Output the records from the line containing "Q: Point out the lattice" up to and including the line containing "[0,175,156,222]" as a Markdown table with the columns Row and Line, one numbered row per line and no row for blank lines.
++++ Supplied material
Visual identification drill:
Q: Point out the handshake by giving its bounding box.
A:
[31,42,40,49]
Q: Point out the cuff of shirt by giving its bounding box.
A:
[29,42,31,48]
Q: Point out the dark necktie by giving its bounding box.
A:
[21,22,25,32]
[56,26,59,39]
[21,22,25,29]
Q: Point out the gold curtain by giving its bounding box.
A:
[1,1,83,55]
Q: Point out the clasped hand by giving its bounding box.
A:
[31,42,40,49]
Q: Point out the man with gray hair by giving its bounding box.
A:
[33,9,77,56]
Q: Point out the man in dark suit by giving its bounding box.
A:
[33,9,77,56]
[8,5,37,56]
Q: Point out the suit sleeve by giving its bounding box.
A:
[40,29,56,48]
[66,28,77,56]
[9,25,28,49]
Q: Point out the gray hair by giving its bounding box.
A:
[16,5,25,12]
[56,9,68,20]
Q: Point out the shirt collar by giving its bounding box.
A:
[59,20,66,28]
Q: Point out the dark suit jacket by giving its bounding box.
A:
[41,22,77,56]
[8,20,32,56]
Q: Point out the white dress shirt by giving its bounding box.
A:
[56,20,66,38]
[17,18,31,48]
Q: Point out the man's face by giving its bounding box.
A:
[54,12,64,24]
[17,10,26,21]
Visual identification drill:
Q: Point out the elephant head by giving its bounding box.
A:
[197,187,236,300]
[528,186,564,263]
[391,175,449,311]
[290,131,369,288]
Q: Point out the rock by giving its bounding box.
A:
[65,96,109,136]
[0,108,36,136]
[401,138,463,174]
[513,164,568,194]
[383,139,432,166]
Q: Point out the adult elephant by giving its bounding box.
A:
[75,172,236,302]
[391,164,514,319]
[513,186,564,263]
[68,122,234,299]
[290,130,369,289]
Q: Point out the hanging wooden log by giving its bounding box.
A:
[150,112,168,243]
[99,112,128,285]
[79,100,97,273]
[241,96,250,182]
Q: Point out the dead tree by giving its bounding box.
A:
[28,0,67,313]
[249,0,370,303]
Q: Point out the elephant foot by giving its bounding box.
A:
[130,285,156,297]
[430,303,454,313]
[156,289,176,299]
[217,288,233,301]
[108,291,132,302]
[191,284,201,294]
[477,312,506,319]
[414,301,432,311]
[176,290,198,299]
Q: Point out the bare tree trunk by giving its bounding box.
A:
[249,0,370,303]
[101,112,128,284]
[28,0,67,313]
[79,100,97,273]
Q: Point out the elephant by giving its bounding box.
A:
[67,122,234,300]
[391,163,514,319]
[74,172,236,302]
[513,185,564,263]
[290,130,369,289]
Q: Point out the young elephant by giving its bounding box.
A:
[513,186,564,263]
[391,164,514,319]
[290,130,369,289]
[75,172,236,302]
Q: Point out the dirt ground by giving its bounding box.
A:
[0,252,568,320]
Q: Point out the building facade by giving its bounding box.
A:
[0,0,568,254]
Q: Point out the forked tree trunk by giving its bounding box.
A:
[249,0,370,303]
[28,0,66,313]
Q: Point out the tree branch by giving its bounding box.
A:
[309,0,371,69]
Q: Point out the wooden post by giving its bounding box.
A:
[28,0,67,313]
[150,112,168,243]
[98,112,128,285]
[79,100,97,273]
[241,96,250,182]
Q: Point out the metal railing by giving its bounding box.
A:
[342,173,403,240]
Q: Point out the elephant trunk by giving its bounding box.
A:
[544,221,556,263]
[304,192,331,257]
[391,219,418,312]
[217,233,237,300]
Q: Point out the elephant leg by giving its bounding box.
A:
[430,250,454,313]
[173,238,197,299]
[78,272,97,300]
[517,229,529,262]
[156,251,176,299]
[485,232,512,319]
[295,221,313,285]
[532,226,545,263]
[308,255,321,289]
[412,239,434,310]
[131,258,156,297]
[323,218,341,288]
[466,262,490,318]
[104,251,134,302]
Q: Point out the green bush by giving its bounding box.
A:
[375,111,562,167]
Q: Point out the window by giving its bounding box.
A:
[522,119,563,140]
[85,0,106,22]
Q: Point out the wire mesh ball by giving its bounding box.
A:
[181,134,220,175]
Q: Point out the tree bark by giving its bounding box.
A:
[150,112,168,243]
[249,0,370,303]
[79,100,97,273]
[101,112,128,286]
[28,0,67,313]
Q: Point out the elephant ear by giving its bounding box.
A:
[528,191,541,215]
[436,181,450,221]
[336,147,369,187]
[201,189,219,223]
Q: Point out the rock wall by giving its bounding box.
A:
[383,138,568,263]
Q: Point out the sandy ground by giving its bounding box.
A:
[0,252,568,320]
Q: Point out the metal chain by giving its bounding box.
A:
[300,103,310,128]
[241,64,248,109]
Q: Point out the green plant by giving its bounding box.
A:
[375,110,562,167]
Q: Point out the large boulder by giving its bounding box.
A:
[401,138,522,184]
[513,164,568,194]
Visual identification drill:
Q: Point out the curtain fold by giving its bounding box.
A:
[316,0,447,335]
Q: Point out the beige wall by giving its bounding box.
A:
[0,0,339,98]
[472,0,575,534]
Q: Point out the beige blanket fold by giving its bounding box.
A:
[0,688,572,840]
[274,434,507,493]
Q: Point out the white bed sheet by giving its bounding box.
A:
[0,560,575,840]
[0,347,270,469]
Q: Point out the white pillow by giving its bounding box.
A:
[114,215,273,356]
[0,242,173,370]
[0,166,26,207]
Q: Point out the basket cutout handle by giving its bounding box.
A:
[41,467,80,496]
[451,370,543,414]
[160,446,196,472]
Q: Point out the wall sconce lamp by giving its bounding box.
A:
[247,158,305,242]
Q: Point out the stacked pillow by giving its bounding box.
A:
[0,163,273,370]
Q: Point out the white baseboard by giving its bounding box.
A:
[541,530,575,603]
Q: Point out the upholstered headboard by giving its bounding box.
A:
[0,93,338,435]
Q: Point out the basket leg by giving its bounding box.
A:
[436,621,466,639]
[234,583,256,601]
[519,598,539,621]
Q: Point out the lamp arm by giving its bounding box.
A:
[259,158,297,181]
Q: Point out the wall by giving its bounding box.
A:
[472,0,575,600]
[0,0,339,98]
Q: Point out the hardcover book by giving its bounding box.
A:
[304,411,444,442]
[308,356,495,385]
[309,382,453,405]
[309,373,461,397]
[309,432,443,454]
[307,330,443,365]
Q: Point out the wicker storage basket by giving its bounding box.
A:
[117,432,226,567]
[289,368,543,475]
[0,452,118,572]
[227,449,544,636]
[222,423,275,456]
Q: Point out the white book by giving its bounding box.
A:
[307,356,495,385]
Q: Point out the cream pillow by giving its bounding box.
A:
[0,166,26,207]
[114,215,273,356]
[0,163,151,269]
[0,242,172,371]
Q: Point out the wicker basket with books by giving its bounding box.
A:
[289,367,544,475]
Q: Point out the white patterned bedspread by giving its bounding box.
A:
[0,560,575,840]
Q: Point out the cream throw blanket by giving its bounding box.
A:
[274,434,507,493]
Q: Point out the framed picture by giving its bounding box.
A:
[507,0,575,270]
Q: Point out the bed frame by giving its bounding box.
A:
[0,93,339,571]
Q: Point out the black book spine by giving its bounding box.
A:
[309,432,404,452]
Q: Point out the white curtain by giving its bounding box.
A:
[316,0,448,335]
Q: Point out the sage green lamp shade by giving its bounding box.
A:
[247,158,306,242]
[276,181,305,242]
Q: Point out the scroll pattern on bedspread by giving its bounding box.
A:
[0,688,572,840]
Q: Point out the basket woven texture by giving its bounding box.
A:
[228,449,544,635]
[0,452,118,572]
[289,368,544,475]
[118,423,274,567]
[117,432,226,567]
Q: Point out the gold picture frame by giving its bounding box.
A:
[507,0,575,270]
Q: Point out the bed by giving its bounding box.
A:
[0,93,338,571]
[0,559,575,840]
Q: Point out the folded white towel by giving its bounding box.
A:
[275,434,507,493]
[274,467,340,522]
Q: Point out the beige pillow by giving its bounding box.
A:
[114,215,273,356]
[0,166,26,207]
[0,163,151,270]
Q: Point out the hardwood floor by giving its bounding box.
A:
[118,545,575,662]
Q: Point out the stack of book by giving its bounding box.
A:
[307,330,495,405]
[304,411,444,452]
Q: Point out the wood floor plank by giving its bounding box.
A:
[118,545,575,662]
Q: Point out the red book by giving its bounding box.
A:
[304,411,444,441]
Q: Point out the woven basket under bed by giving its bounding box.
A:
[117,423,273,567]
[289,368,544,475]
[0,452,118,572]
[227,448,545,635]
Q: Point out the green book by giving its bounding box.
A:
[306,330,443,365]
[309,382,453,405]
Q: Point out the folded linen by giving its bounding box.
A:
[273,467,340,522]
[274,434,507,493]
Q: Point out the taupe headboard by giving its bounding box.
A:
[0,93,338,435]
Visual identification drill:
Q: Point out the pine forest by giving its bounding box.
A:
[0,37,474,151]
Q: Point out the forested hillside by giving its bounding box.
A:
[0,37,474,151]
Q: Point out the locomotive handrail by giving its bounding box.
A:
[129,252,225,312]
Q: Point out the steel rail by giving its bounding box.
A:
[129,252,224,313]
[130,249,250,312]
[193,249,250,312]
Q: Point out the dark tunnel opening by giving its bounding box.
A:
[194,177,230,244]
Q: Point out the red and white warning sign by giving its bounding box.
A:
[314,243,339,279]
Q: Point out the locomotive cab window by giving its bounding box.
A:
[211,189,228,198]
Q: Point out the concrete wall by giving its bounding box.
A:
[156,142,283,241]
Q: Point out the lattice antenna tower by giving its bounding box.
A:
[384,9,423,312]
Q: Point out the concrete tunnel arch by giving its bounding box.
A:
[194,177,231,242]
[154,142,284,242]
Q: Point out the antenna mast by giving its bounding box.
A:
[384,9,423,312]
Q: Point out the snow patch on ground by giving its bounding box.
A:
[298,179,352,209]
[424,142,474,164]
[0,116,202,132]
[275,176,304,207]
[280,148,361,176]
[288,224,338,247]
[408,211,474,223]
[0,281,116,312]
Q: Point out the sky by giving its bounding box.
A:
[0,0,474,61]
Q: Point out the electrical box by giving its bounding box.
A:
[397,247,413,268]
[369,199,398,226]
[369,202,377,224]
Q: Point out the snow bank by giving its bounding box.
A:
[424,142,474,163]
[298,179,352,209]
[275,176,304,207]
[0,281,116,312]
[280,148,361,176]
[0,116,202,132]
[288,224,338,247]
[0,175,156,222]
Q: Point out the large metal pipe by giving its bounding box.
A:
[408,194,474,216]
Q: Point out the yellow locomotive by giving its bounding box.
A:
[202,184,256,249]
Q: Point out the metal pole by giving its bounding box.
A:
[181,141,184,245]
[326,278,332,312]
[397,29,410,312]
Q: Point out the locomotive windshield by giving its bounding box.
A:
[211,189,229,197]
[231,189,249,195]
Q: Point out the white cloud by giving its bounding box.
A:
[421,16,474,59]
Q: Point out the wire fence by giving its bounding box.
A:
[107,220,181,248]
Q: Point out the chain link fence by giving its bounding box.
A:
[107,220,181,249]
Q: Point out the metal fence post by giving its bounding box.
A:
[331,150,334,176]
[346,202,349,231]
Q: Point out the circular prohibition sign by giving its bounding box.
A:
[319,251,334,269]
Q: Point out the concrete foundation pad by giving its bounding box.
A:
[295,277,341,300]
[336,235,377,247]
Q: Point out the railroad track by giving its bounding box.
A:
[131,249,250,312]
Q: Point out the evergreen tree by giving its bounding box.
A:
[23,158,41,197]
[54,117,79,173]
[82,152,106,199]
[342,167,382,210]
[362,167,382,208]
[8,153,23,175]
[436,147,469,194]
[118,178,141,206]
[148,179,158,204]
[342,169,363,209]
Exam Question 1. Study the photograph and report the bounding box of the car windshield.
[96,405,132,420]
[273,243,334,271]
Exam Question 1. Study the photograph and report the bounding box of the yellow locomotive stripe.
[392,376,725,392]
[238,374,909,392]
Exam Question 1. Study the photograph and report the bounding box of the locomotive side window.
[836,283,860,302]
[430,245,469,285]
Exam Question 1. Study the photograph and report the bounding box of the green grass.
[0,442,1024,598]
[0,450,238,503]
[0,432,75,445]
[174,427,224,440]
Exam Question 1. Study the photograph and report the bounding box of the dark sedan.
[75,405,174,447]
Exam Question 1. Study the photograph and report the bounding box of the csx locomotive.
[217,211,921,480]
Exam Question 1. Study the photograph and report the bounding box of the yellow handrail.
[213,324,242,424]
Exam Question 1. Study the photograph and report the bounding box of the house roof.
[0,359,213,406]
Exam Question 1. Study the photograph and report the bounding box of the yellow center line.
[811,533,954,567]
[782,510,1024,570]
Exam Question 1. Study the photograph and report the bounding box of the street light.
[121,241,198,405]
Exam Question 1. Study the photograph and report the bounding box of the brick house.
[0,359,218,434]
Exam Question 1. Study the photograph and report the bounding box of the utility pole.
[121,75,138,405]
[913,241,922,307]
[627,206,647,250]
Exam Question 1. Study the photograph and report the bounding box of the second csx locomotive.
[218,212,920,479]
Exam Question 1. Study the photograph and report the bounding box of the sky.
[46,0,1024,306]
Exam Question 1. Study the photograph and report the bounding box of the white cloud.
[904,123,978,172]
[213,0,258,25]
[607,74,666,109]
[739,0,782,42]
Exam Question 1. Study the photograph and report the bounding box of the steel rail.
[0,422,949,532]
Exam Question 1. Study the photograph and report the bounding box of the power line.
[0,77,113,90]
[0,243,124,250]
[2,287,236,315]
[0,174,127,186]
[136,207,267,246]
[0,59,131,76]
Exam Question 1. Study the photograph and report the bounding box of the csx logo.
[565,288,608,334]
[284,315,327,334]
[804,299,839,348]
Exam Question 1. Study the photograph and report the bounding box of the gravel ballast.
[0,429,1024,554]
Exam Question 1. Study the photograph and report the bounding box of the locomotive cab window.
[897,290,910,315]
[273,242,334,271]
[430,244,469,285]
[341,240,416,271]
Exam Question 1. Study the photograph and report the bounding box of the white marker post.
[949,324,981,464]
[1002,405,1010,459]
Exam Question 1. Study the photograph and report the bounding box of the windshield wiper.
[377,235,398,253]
++++++++
Complete output.
| Row | Line |
|---|---|
| 1 | Q: Point out the lattice antenna tower by giving its bounding box. |
| 2 | A: |
| 3 | [384,9,423,312] |
| 4 | Q: Point out the concrete tunnel arch by giving its bounding box. |
| 5 | A: |
| 6 | [194,177,231,242] |
| 7 | [154,142,284,242] |
| 8 | Q: Point out the antenna mast by giving its bounding box. |
| 9 | A: |
| 10 | [384,9,423,312] |
| 11 | Q: Point out the snow patch on ground by giving its bounding box. |
| 12 | A: |
| 13 | [298,179,352,209] |
| 14 | [424,142,474,164] |
| 15 | [0,116,202,132] |
| 16 | [275,176,304,207] |
| 17 | [280,148,361,176] |
| 18 | [288,224,338,247] |
| 19 | [408,211,474,223] |
| 20 | [0,281,116,312] |
| 21 | Q: Point out the sky by giving its bounding box. |
| 22 | A: |
| 23 | [0,0,474,61] |
| 24 | Q: Point out the electrical box by giving its bounding box. |
| 25 | A: |
| 26 | [397,247,413,268] |
| 27 | [369,199,398,226] |
| 28 | [369,202,377,224] |
| 29 | Q: Point out the snow bank by giving its bounding box. |
| 30 | A: |
| 31 | [424,142,474,163] |
| 32 | [298,179,352,209] |
| 33 | [275,176,304,207] |
| 34 | [0,281,116,312] |
| 35 | [280,148,361,176] |
| 36 | [0,116,202,132] |
| 37 | [288,224,338,247] |
| 38 | [0,175,156,222] |